* Source document
========================================================================

KINGWOOD — The State Supreme Court has turned down former chiropractor Stephen Herto’s motion to overturn a local court decision regarding his request for resentencing.
Herto, 51, was indicted by a special Preston County grand jury in November 2013 on 13 counts: two of sexual abuse by a parent, custodian or person in a position of trust; one count of using obscene matter with intent to seduce a minor; and 10 counts of soliciting a minor via computer.
At trial in January 2015, he was convicted of all the charges except one count of sexual abuse by a parent, custodian or person in a position of trust.
He was sentenced to four to 20 years in prison, with five years probation after release and 10 years extended supervision. Herto, acting as his own attorney, appealed the conviction, which was upheld by the State Supreme Court then.
But in October 2016, Herto filed a motion for reduction of sentence, and Judge Robert Stone agreed to make the sentences concurrent, making him eligible to apply for parole this year.

========================================================================

* Data shown
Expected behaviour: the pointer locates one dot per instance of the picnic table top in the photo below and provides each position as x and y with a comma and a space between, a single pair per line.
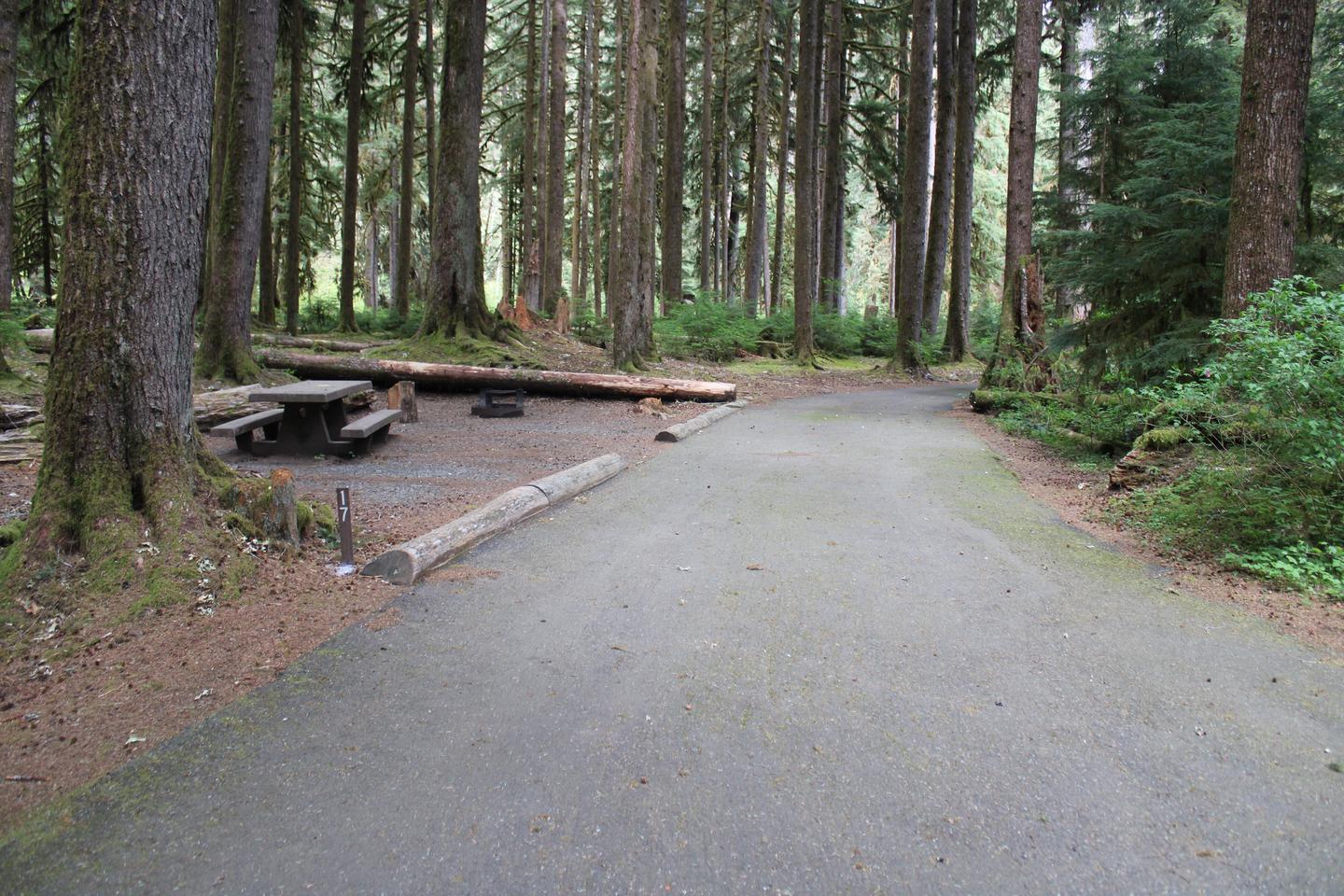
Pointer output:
311, 391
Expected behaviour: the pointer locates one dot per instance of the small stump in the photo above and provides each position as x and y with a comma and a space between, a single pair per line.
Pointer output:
402, 398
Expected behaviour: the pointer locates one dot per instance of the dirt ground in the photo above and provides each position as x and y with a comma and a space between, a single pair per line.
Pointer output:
1081, 497
74, 708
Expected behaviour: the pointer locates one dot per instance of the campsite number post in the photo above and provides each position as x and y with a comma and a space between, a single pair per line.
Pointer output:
347, 538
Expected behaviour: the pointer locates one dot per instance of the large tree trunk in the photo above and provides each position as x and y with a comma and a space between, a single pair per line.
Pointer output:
958, 339
467, 378
805, 182
531, 247
8, 57
119, 436
582, 189
1276, 72
833, 187
427, 62
631, 287
350, 204
410, 64
706, 259
674, 156
914, 187
776, 299
266, 263
240, 153
371, 259
940, 205
297, 51
1023, 312
455, 306
760, 161
554, 223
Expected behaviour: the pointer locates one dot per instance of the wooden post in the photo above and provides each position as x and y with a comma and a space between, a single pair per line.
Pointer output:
402, 397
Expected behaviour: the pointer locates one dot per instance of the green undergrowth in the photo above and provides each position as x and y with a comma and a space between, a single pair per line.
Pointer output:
1258, 425
480, 352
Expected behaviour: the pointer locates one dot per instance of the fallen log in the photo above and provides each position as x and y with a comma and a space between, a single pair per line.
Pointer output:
42, 340
409, 560
464, 378
309, 342
14, 416
679, 431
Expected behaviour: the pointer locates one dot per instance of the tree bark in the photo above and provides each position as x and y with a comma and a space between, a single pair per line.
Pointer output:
582, 189
674, 156
760, 160
427, 62
805, 182
410, 66
297, 51
833, 164
958, 339
914, 187
266, 263
940, 204
119, 437
706, 259
240, 153
554, 238
1023, 314
371, 260
455, 306
1276, 73
467, 378
531, 248
782, 167
350, 204
8, 58
631, 287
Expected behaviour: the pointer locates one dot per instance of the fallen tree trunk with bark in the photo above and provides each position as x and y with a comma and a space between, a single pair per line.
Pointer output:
308, 342
464, 378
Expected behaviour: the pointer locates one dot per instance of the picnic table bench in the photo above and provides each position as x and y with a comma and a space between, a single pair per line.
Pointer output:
309, 421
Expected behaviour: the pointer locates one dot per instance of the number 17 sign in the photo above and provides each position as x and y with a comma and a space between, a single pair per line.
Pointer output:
343, 525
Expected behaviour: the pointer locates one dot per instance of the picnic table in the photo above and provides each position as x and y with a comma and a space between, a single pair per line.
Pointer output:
311, 419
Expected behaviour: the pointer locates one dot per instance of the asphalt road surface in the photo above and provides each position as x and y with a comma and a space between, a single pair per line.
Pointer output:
827, 647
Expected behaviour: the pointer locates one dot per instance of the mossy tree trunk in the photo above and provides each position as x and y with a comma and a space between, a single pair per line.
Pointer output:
1267, 177
914, 189
350, 203
831, 239
238, 164
940, 203
1023, 315
8, 57
631, 280
293, 225
805, 182
958, 339
760, 160
410, 63
674, 158
455, 305
119, 437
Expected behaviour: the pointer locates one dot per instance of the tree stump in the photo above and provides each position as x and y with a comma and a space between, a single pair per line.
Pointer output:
281, 517
402, 397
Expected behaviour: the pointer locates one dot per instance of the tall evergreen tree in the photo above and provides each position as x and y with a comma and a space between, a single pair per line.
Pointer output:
1267, 180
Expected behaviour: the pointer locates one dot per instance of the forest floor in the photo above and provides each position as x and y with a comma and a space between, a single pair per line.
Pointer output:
827, 647
76, 706
1082, 497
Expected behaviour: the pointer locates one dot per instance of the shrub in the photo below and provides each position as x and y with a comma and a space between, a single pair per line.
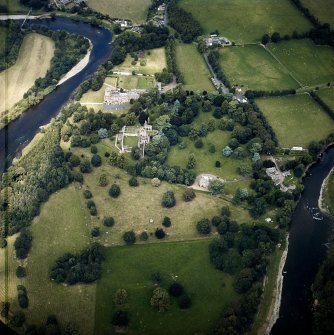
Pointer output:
129, 237
114, 191
189, 194
109, 221
168, 199
166, 222
87, 194
204, 227
95, 232
133, 182
176, 289
159, 233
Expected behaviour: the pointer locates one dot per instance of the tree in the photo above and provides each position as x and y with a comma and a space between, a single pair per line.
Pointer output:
129, 237
176, 289
166, 222
216, 187
120, 297
203, 226
189, 195
168, 199
160, 299
114, 191
109, 221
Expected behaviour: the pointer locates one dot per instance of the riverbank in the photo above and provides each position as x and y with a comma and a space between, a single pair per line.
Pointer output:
79, 67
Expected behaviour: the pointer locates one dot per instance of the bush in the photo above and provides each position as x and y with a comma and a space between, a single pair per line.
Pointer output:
166, 222
189, 194
204, 227
185, 302
176, 289
95, 232
159, 233
129, 237
109, 221
88, 194
133, 182
168, 199
20, 272
114, 191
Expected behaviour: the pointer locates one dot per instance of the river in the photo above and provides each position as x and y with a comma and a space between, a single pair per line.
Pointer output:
22, 130
307, 250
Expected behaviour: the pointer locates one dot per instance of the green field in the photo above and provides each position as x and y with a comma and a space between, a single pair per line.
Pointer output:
15, 81
321, 9
187, 262
125, 9
254, 67
193, 68
245, 21
327, 95
309, 63
155, 61
296, 120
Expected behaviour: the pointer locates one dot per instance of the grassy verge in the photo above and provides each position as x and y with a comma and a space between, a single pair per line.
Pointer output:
15, 81
187, 262
245, 21
296, 120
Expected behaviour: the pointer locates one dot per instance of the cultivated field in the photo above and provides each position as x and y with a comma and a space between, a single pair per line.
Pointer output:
193, 68
327, 95
155, 61
254, 67
246, 21
131, 268
296, 120
321, 9
15, 81
125, 9
309, 63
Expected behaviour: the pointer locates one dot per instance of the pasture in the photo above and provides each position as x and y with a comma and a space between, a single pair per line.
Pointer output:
132, 267
297, 120
15, 81
244, 21
193, 68
125, 9
309, 63
153, 61
321, 9
254, 67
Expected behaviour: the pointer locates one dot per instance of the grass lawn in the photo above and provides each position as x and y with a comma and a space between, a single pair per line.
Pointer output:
321, 9
15, 81
327, 95
187, 262
245, 21
63, 226
125, 9
155, 62
309, 63
193, 68
296, 120
254, 67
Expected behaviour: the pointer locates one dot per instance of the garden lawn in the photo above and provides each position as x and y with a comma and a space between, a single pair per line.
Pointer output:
309, 63
131, 268
15, 81
297, 120
244, 21
254, 67
327, 95
155, 61
321, 9
193, 68
125, 9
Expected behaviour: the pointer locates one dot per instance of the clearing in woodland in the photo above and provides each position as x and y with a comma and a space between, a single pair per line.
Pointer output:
15, 81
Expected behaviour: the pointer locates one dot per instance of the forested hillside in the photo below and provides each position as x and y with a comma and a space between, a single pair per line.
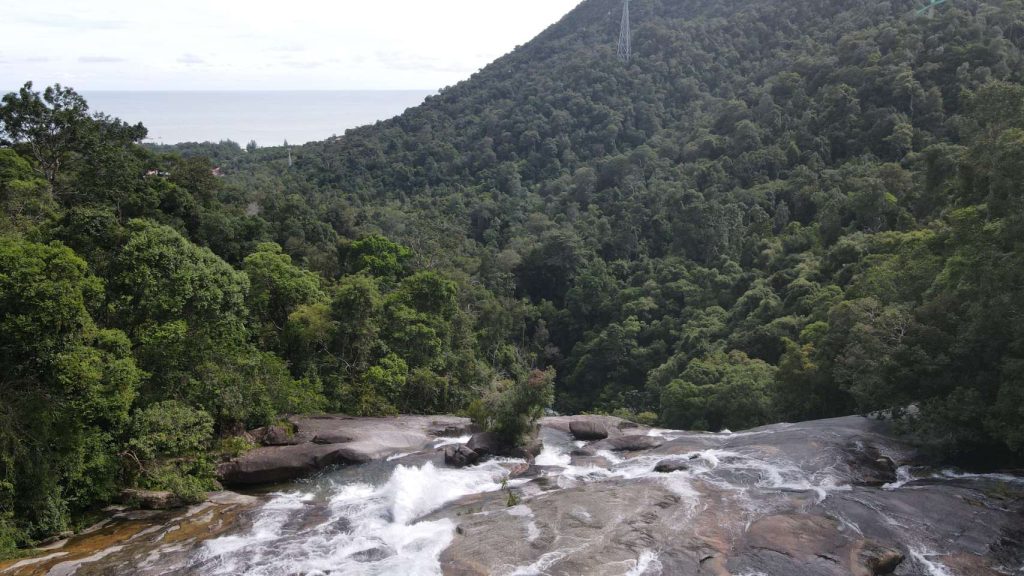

========================================================================

* Activity list
a - In the Stephen Herto article, what prison sentence did Herto receive?
b - Extend the Stephen Herto article beyond its last sentence.
None of the entries is needed for this work.

* Outputs by task
a - Four to 20 years in prison.

b -
He is still incarcerated. The State Division of Corrections website indicates his projected release date is December 2019.
In May, Herto filed a motion to resentence for purpose of appeal, arguing that he hadn’t knowingly waived his right to counsel when he filed the original appeal and wasn’t told of the “dangers and disadvantages” of proceeding without an attorney.
The circuit court denied the motion, and the State Supreme Court agreed with that action in its ruling last week.
The 2015 verdict was the former doctor’s second conviction on similar charges. In 2012, Herto pleaded to an information charging him with sending emails to a 16-year-old patient, soliciting oral sex, and was sentenced to two to 10 years.
But his attorney later filed a motion to disqualify then-Preston Circuit Judge Lawrance Miller Jr., citing a “fiduciary relationship” between Herto and the judge’s wife, Susan Miller, and daughter, Jessica Lipscomb, of Houses and More Real Estate.
As previously reported, the motion said the women
communicated with Herto about a property he was attempting to buy. Judge Miller asked the State Supreme Court to be recused from the case and Senior Status Judge Larry Starcher heard the motion. Starcher ruled in favor of the motion.
Starcher also set aside Herto’s plea, sentencing and commitment. It was at that time Preston Prosecuting Attorney Melvin C. Snyder III convened the special grand jury.
But the courts have not always gone against Herto. In 1997, a jury found him not guilty of 16 counts of first-degree sexual abuse, related to allegedly phony breast exams he performed on women, some minors.